▶ **DIRECTIVE**
Reproduce each line of the listing exactly.

▶ **MATERIALS PROVIDED**
+ + +

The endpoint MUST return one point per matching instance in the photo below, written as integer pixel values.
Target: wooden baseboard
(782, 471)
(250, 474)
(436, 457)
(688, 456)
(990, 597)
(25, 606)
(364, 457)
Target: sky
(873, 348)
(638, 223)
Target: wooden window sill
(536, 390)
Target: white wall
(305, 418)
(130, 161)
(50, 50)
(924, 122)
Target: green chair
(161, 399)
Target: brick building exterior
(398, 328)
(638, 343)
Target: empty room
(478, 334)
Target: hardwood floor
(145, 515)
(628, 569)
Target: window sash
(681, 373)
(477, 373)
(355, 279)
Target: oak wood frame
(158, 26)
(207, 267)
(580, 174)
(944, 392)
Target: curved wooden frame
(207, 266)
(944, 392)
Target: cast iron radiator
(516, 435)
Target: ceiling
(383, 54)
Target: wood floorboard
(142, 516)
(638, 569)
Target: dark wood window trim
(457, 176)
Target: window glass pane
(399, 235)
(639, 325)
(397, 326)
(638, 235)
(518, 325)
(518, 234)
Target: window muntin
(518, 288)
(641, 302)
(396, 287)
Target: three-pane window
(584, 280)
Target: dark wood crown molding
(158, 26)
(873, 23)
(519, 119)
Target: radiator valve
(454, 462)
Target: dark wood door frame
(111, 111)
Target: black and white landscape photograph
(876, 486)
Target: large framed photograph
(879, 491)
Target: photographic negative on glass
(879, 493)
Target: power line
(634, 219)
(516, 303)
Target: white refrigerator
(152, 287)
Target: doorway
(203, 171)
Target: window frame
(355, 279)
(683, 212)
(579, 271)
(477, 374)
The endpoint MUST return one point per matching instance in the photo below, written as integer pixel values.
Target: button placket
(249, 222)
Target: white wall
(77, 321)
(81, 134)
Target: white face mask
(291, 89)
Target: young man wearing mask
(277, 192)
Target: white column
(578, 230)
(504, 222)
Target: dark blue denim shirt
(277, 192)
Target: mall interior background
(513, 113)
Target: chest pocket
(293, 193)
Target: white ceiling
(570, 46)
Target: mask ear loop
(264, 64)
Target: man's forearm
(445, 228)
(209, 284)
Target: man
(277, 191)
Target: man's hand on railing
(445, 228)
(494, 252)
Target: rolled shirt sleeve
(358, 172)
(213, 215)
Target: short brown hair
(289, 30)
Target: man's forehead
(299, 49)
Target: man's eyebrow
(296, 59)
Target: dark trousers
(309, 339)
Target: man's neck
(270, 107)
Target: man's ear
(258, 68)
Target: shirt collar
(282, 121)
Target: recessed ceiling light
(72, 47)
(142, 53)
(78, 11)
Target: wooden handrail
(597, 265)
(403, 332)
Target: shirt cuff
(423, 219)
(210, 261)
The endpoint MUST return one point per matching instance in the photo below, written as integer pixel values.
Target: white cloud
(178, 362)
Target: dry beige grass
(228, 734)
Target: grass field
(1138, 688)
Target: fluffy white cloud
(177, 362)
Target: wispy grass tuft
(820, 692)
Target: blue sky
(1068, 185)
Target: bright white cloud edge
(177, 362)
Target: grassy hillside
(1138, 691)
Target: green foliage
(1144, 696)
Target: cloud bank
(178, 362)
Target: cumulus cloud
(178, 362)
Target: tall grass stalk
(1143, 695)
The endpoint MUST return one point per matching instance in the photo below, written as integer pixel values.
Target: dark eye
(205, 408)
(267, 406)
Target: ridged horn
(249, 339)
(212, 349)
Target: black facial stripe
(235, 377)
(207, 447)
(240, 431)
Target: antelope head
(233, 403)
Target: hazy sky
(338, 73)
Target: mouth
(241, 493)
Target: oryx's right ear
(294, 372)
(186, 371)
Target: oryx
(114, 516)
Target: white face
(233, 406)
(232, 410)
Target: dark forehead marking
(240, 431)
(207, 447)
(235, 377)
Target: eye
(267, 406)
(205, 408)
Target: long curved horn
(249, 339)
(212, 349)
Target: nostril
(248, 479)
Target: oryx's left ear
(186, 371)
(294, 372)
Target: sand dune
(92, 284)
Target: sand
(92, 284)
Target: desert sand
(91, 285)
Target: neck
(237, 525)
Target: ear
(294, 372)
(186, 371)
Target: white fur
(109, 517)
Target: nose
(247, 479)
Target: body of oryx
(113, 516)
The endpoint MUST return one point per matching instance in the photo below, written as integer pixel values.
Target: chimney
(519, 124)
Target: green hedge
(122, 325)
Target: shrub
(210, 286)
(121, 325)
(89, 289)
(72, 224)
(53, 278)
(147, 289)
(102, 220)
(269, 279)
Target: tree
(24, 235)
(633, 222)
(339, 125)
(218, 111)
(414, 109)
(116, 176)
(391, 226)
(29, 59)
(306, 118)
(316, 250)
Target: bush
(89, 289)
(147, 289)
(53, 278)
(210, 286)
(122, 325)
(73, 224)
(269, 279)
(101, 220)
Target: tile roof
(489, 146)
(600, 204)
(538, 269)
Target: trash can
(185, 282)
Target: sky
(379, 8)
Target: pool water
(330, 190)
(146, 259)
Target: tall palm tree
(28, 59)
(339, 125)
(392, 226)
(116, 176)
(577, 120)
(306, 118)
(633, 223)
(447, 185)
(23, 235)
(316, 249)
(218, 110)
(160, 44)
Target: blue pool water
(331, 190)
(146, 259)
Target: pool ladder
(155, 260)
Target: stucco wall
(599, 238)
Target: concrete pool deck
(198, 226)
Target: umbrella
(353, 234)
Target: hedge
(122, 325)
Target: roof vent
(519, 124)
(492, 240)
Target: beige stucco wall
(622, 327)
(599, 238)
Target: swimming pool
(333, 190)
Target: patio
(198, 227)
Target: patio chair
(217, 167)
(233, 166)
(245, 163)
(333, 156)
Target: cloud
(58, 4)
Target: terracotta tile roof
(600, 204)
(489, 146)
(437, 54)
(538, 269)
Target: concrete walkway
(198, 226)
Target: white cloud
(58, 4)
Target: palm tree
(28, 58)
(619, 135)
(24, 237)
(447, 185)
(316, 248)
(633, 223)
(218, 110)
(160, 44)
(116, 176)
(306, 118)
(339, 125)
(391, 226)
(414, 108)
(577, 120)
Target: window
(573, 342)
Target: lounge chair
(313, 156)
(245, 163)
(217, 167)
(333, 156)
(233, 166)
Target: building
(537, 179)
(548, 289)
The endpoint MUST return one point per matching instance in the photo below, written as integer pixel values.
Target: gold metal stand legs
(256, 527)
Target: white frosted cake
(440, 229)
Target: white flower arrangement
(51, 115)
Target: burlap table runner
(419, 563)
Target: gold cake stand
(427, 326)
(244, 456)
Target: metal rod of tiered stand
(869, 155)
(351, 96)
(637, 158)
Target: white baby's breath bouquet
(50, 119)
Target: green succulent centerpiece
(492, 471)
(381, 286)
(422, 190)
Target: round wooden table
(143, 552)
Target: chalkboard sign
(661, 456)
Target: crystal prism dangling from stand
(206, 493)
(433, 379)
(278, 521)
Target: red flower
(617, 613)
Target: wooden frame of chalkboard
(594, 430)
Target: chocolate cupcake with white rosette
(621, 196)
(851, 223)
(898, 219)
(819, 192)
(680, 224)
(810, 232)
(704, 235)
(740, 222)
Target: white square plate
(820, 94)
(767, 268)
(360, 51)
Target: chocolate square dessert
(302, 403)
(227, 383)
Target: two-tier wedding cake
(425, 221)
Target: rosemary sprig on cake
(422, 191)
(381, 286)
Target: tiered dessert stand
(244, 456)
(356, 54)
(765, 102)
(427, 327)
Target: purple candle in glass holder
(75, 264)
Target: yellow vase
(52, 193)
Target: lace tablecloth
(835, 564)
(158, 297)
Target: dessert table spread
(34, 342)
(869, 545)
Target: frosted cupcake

+ + +

▶ **COMPLETED TASK**
The endpoint MUST return one point per matching instance in the photo below, written as integer pixel values.
Target: wooden baseboard
(782, 471)
(250, 474)
(436, 457)
(688, 456)
(990, 597)
(25, 606)
(364, 457)
Target: sky
(873, 348)
(638, 223)
Target: wooden window sill
(536, 390)
Target: white wall
(305, 418)
(130, 161)
(50, 50)
(924, 122)
Target: green chair
(161, 399)
Target: brick building exterior
(398, 328)
(638, 343)
Target: empty room
(478, 334)
Target: hardwood floor
(145, 515)
(628, 569)
Target: window sash
(681, 373)
(477, 373)
(355, 279)
Target: oak wood frame
(158, 26)
(207, 267)
(580, 174)
(944, 392)
Target: curved wooden frame
(207, 266)
(944, 392)
Target: cast iron radiator
(516, 435)
Target: ceiling
(383, 54)
Target: wood floorboard
(142, 516)
(638, 569)
Target: dark wood window trim
(457, 176)
Target: window glass pane
(399, 235)
(639, 325)
(397, 326)
(638, 235)
(518, 325)
(518, 234)
Target: window muntin
(518, 288)
(641, 302)
(396, 287)
Target: three-pane window
(584, 280)
Target: dark wood crown molding
(158, 26)
(873, 23)
(519, 119)
Target: radiator valve
(454, 462)
Target: dark wood door frame
(111, 111)
Target: black and white landscape photograph
(876, 486)
Target: large framed photograph
(879, 491)
Target: photographic negative on glass
(879, 493)
Target: power line
(634, 219)
(516, 303)
Target: white refrigerator
(152, 287)
Target: doorway
(203, 171)
Target: window frame
(355, 279)
(683, 212)
(579, 271)
(477, 374)
The endpoint MUST return one point per matching instance in the photo below, written as integer pixel values.
Target: button placket
(249, 222)
Target: white wall
(77, 321)
(81, 134)
Target: white face mask
(291, 89)
Target: young man wearing mask
(277, 192)
Target: white column
(578, 230)
(504, 222)
Target: dark blue denim shirt
(277, 192)
Target: mall interior background
(513, 113)
Target: chest pocket
(293, 193)
Target: white ceiling
(570, 46)
Target: mask ear loop
(264, 64)
Target: man's forearm
(445, 228)
(209, 284)
Target: man
(277, 191)
Target: man's hand on railing
(445, 228)
(494, 252)
Target: rolled shirt sleeve
(358, 172)
(213, 215)
Target: short brown hair
(289, 30)
Target: man's forehead
(299, 49)
Target: man's eyebrow
(296, 59)
Target: dark trousers
(309, 339)
Target: man's neck
(270, 107)
Target: man's ear
(258, 68)
Target: shirt collar
(282, 121)
Target: recessed ceiling light
(72, 47)
(142, 53)
(78, 11)
Target: wooden handrail
(597, 265)
(403, 332)
Target: shirt cuff
(423, 219)
(210, 261)
The endpoint MUST return one point per matching instance in the photo below, written as integer pixel values.
Target: white cloud
(178, 362)
Target: dry beige grass
(228, 734)
Target: grass field
(1138, 688)
Target: fluffy white cloud
(177, 362)
Target: wispy grass tuft
(820, 692)
Target: blue sky
(1068, 185)
Target: bright white cloud edge
(177, 362)
Target: grassy hillside
(1138, 691)
Target: green foliage
(1144, 696)
Target: cloud bank
(178, 362)
Target: cumulus cloud
(178, 362)
Target: tall grass stalk
(1143, 695)
The endpoint MUST return one point per matching instance in the photo below, written as integer pixel values.
Target: dark eye
(205, 408)
(267, 406)
Target: ridged horn
(249, 339)
(212, 349)
Target: black facial stripe
(235, 377)
(207, 447)
(240, 431)
Target: antelope head
(233, 403)
Target: hazy sky
(338, 73)
Target: mouth
(241, 493)
Target: oryx's right ear
(294, 372)
(186, 371)
Target: oryx
(114, 516)
Target: white face
(233, 406)
(232, 410)
Target: dark forehead marking
(240, 431)
(207, 447)
(235, 377)
Target: eye
(267, 406)
(205, 408)
Target: long curved horn
(249, 339)
(212, 349)
Target: nostril
(248, 479)
Target: oryx's left ear
(186, 371)
(294, 372)
Target: sand dune
(92, 284)
Target: sand
(92, 284)
Target: desert sand
(91, 285)
Target: neck
(237, 525)
Target: ear
(294, 372)
(186, 371)
Target: white fur
(109, 517)
Target: nose
(247, 479)
Target: body of oryx
(113, 516)
The endpoint MUST return one point per matching instance in the photo below, written as integer pixel values.
Target: chimney
(519, 124)
Target: green hedge
(122, 325)
Target: shrub
(210, 286)
(121, 325)
(89, 289)
(72, 224)
(53, 278)
(147, 289)
(102, 220)
(269, 279)
Target: tree
(24, 235)
(633, 222)
(339, 125)
(218, 111)
(414, 109)
(116, 176)
(391, 226)
(29, 59)
(306, 118)
(316, 250)
Target: bush
(89, 289)
(147, 289)
(53, 278)
(210, 286)
(122, 325)
(73, 224)
(269, 279)
(101, 220)
Target: tile roof
(489, 146)
(600, 204)
(538, 269)
Target: trash can
(185, 282)
Target: sky
(379, 8)
Target: pool water
(330, 190)
(146, 259)
Target: tall palm tree
(28, 59)
(339, 125)
(392, 226)
(116, 176)
(577, 120)
(306, 118)
(633, 223)
(447, 185)
(23, 235)
(316, 249)
(218, 110)
(160, 44)
Target: blue pool water
(331, 190)
(146, 259)
Target: pool ladder
(155, 260)
Target: stucco wall
(599, 238)
Target: concrete pool deck
(198, 226)
Target: umbrella
(353, 234)
Target: hedge
(122, 325)
Target: roof vent
(519, 124)
(492, 240)
Target: beige stucco wall
(622, 327)
(599, 238)
Target: swimming pool
(333, 190)
Target: patio
(198, 227)
Target: patio chair
(217, 167)
(233, 166)
(245, 163)
(333, 156)
Target: cloud
(58, 4)
Target: terracotta tile roof
(600, 204)
(489, 146)
(437, 54)
(538, 269)
Target: concrete walkway
(198, 226)
Target: white cloud
(58, 4)
Target: palm tree
(28, 58)
(619, 135)
(24, 237)
(447, 185)
(316, 248)
(633, 223)
(218, 110)
(160, 44)
(116, 176)
(306, 118)
(339, 125)
(391, 226)
(414, 108)
(577, 120)
Target: window
(573, 342)
Target: lounge chair
(313, 156)
(245, 163)
(217, 167)
(333, 156)
(233, 166)
Target: building
(537, 179)
(548, 289)
The endpoint MUST return one point per matching instance in the photo below, written as integer pixel values.
Target: gold metal stand legs
(256, 527)
Target: white frosted cake
(440, 229)
Target: white flower arrangement
(51, 115)
Target: burlap table runner
(419, 563)
Target: gold cake stand
(427, 326)
(244, 456)
Target: metal rod of tiered stand
(869, 155)
(351, 96)
(637, 158)
Target: white baby's breath bouquet
(50, 119)
Target: green succulent centerpiece
(492, 471)
(381, 286)
(422, 190)
Target: round wooden table
(143, 552)
Target: chalkboard sign
(661, 456)
Target: crystal prism dangling from stand
(206, 493)
(433, 379)
(278, 521)
Target: red flower
(617, 613)
Target: wooden frame of chalkboard
(594, 430)
Target: chocolate cupcake with white rosette
(621, 196)
(851, 223)
(898, 219)
(819, 192)
(680, 224)
(810, 232)
(704, 235)
(740, 222)
Target: white square plate
(820, 94)
(767, 268)
(360, 51)
Target: chocolate square dessert
(302, 403)
(227, 383)
Target: two-tier wedding cake
(425, 221)
Target: rosemary sprig on cake
(422, 191)
(381, 286)
Target: tiered dessert stand
(244, 456)
(356, 54)
(765, 102)
(427, 327)
Target: purple candle in glass holder
(75, 264)
Target: yellow vase
(52, 193)
Target: lace tablecloth
(835, 564)
(158, 297)
Target: dessert table spread
(34, 342)
(869, 545)
Target: frosted cupcake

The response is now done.